▸ Document text:
begin

Closed Bobgy closed 2 years ago
Notice that, postsubmit test before the release commit passed, however the released version had a problematic tfx sample pipeline (ignore the failure, it was expected for a release commit).
Integration test of the passing commit: https://oss-prow.knative.dev/view/gs/oss-prow/logs/kubeflow-pipeline-postsubmit-integration-test/1360157617023881216
What's even weirder, after the fix https://github.com/kubeflow/pipelines/pull/5165, postsubmit tests start to fail on parameterized_tfx_sample pipeline.
One problem I found was that, the integration test in postsubmit is incorrectly using presubmit test script: https://github.com/GoogleCloudPlatform/oss-test-infra/blob/f29fc29cd617497ea44164ff6a1734c7dee3c0f4/prow/prowjobs/kubeflow/pipelines/kubeflow-pipelines-postsubmits.yaml#L50
EDIT: this is not root cause of this problem
I think I found the root cause, it's caused by incomplete upgrade of tfx dependencies.
Let me explain the order of events happening:
pip started to fail for python 3.5 images, so we fixed image build by upgrading to tfx==0.26.0 in https://github.com/kubeflow/pipelines/pull/5052.
At this point, builtin sample is already failing, because tfx sdk version is bumped to 0.26.0, but tfx image is still at 0.22.0. However, postsubmit tests do not fail, because sample-test/requirements.in was still at tfx==0.22.0.
we fixed builtin sample by updating tfx image: #5165
However, postsubmit tests start to fail for tfx sample, because tfx image is now at 0.27.0 while sample-test/requirements.in was still at tfx==0.22.0.
High priority problems fixed and I made samples-test to imports the same requirements.in from backend requirements.in.
What's missing is that, people may update requirements.in, but forget to update all requirements.txt. EDIT: this still seems like a high priority and easy mistake.

end

▸ What is asked:
1) In the issue thread, what was identified as the root cause of the problem?
2) Give the lines of the entries starting at the line containing "Wanted = one point per instance on the gray" and ending at the line containing "x=606, y=128" as a Markdown table with the columns No. and Line. Number each row and leave out blank lines.
The issue thread and the entries were taken from unrelated sources.

[Dataset entries]
begin

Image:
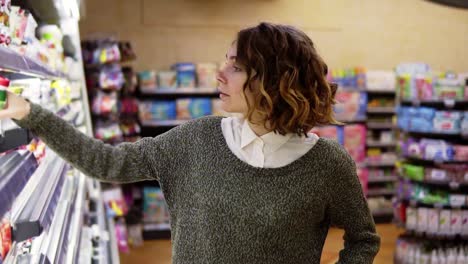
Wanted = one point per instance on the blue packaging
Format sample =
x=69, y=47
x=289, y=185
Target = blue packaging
x=420, y=124
x=403, y=123
x=427, y=112
x=163, y=110
x=200, y=107
x=186, y=75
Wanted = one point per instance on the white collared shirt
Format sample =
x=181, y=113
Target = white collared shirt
x=268, y=151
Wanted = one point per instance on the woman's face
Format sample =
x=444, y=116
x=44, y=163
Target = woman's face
x=231, y=79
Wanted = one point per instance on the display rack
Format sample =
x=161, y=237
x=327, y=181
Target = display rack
x=46, y=205
x=381, y=139
x=430, y=202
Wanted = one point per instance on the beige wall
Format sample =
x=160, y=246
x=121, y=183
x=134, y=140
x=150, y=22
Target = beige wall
x=377, y=34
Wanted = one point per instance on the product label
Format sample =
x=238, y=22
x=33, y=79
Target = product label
x=3, y=98
x=456, y=221
x=464, y=222
x=422, y=219
x=433, y=224
x=411, y=218
x=438, y=175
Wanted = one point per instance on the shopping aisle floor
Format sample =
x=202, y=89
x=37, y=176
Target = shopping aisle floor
x=159, y=251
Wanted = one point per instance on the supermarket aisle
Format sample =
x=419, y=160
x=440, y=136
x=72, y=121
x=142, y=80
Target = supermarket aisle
x=159, y=251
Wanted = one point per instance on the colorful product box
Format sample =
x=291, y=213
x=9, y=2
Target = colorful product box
x=148, y=81
x=186, y=75
x=206, y=75
x=190, y=108
x=157, y=110
x=355, y=141
x=167, y=79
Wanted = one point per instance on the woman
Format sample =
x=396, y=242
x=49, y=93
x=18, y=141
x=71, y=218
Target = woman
x=257, y=189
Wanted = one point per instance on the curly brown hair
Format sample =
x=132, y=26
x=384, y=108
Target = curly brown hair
x=286, y=77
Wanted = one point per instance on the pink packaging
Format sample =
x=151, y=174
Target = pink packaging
x=464, y=223
x=355, y=141
x=363, y=175
x=424, y=87
x=461, y=153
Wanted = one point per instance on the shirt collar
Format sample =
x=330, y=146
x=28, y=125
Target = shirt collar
x=272, y=141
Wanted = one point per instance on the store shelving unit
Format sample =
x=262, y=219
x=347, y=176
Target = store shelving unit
x=434, y=212
x=47, y=204
x=151, y=128
x=156, y=127
x=381, y=171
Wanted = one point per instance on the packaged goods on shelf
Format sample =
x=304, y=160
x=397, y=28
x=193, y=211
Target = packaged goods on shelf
x=157, y=110
x=154, y=207
x=186, y=75
x=351, y=105
x=433, y=149
x=167, y=79
x=427, y=119
x=191, y=108
x=148, y=81
x=410, y=250
x=354, y=78
x=355, y=141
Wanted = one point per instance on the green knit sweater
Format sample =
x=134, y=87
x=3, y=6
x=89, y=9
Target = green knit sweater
x=222, y=209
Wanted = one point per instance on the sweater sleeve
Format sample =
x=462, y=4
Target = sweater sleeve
x=349, y=211
x=127, y=162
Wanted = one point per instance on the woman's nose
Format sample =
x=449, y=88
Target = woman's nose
x=220, y=76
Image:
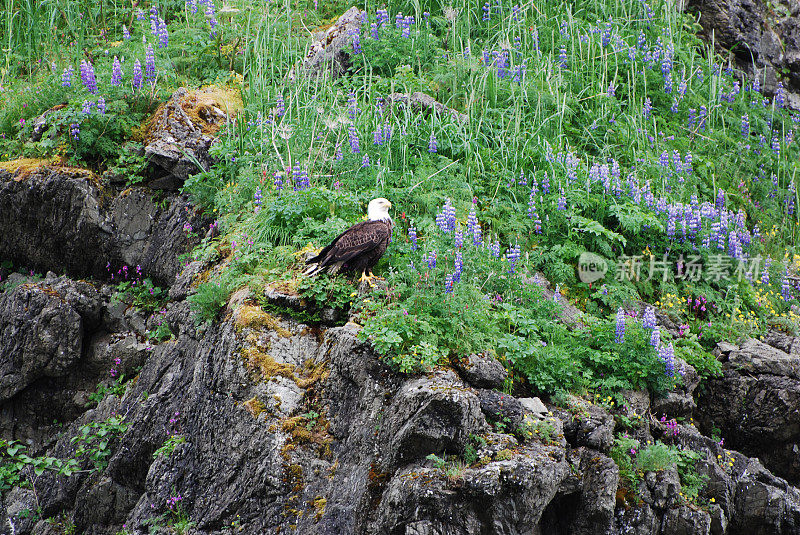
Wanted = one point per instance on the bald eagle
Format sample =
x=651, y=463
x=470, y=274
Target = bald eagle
x=358, y=248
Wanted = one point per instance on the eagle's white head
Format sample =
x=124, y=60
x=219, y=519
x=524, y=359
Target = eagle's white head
x=378, y=210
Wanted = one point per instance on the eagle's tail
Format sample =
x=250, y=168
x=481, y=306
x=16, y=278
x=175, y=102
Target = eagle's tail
x=316, y=268
x=312, y=270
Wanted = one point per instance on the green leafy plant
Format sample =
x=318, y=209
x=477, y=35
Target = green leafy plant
x=116, y=388
x=166, y=449
x=208, y=301
x=94, y=440
x=141, y=294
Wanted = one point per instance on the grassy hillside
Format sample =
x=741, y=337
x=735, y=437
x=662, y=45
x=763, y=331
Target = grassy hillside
x=600, y=127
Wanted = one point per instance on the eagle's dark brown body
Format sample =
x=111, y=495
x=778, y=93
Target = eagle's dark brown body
x=356, y=249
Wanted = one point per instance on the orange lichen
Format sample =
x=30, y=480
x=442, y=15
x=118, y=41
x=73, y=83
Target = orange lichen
x=269, y=368
x=312, y=374
x=252, y=316
x=255, y=406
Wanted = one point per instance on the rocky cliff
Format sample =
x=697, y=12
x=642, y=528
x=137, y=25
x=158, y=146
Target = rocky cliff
x=260, y=424
x=762, y=39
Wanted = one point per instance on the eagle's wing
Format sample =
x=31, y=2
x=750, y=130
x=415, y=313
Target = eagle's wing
x=356, y=240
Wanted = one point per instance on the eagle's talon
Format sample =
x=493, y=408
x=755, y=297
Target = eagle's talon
x=368, y=279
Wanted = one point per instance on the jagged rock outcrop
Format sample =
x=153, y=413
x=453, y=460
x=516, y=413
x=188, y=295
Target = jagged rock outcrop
x=763, y=39
x=754, y=405
x=286, y=427
x=329, y=52
x=60, y=220
x=182, y=130
x=291, y=428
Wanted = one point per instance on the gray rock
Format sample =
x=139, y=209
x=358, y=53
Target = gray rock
x=41, y=335
x=534, y=406
x=762, y=39
x=61, y=220
x=592, y=427
x=181, y=134
x=685, y=521
x=482, y=371
x=329, y=51
x=432, y=415
x=501, y=408
x=754, y=404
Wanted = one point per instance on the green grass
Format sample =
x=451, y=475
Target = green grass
x=531, y=120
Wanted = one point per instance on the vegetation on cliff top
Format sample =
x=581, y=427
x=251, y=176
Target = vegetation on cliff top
x=606, y=128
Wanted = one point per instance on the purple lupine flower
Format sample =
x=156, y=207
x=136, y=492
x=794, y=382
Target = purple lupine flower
x=116, y=72
x=354, y=145
x=88, y=78
x=150, y=64
x=352, y=106
x=459, y=266
x=431, y=260
x=257, y=200
x=66, y=76
x=412, y=235
x=649, y=318
x=519, y=73
x=655, y=337
x=407, y=22
x=780, y=96
x=512, y=255
x=668, y=356
x=701, y=118
x=163, y=34
x=562, y=200
x=137, y=74
x=605, y=38
x=734, y=247
x=562, y=58
x=494, y=248
x=280, y=105
x=355, y=37
x=382, y=16
x=211, y=11
x=619, y=331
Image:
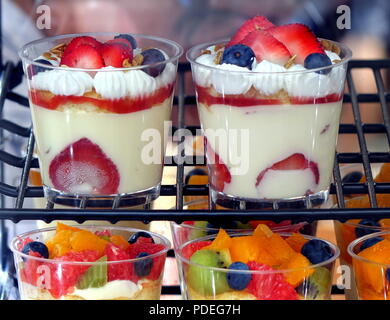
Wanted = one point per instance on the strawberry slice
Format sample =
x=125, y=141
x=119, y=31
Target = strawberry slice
x=256, y=23
x=84, y=40
x=297, y=161
x=84, y=56
x=268, y=285
x=266, y=47
x=219, y=172
x=114, y=53
x=82, y=167
x=299, y=40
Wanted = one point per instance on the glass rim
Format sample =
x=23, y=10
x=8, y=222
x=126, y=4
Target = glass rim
x=336, y=253
x=16, y=251
x=353, y=244
x=192, y=59
x=26, y=59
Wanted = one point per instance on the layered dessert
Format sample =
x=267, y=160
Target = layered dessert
x=257, y=266
x=371, y=264
x=269, y=102
x=70, y=263
x=92, y=105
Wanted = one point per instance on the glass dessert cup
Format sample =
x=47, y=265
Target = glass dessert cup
x=270, y=137
x=63, y=279
x=372, y=271
x=266, y=278
x=95, y=128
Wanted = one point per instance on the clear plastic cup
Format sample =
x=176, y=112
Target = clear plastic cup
x=372, y=273
x=270, y=137
x=64, y=279
x=270, y=284
x=101, y=133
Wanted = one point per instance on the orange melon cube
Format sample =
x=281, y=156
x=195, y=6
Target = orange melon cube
x=295, y=278
x=296, y=241
x=86, y=240
x=119, y=241
x=221, y=242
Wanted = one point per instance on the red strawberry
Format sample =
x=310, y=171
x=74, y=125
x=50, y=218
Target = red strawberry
x=83, y=167
x=297, y=161
x=190, y=249
x=266, y=47
x=269, y=286
x=119, y=270
x=85, y=40
x=84, y=56
x=299, y=40
x=219, y=173
x=114, y=53
x=256, y=23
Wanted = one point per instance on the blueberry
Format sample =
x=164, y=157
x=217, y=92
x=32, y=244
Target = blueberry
x=143, y=267
x=239, y=55
x=318, y=60
x=141, y=234
x=32, y=69
x=238, y=281
x=317, y=251
x=152, y=56
x=36, y=246
x=362, y=231
x=370, y=242
x=128, y=38
x=353, y=177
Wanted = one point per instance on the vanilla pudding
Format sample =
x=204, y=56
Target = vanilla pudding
x=269, y=102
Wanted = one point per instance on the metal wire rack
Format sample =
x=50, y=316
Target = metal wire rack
x=87, y=211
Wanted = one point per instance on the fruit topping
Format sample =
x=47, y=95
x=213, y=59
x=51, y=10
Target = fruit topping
x=370, y=242
x=236, y=280
x=33, y=69
x=152, y=56
x=82, y=167
x=136, y=236
x=318, y=60
x=204, y=280
x=143, y=267
x=372, y=226
x=84, y=56
x=256, y=23
x=269, y=285
x=80, y=41
x=239, y=55
x=266, y=47
x=37, y=247
x=299, y=40
x=95, y=276
x=297, y=161
x=114, y=54
x=317, y=251
x=316, y=287
x=129, y=38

end

▸ Task answers:
1) An incomplete upgrade of tfx dependencies.

2)
| No. | Line |
|---|---|
| 1 | Wanted = one point per instance on the gray rock |
| 2 | Format sample = |
| 3 | x=139, y=209 |
| 4 | x=358, y=53 |
| 5 | Target = gray rock |
| 6 | x=41, y=335 |
| 7 | x=534, y=406 |
| 8 | x=762, y=39 |
| 9 | x=61, y=220 |
| 10 | x=592, y=427 |
| 11 | x=181, y=134 |
| 12 | x=685, y=521 |
| 13 | x=482, y=371 |
| 14 | x=329, y=51 |
| 15 | x=432, y=415 |
| 16 | x=501, y=408 |
| 17 | x=754, y=404 |
| 18 | Wanted = one point per instance on the green grass |
| 19 | Format sample = |
| 20 | x=451, y=475 |
| 21 | Target = green grass |
| 22 | x=531, y=120 |
| 23 | Wanted = one point per instance on the vegetation on cliff top |
| 24 | Format sample = |
| 25 | x=581, y=427 |
| 26 | x=251, y=176 |
| 27 | Target = vegetation on cliff top |
| 28 | x=606, y=128 |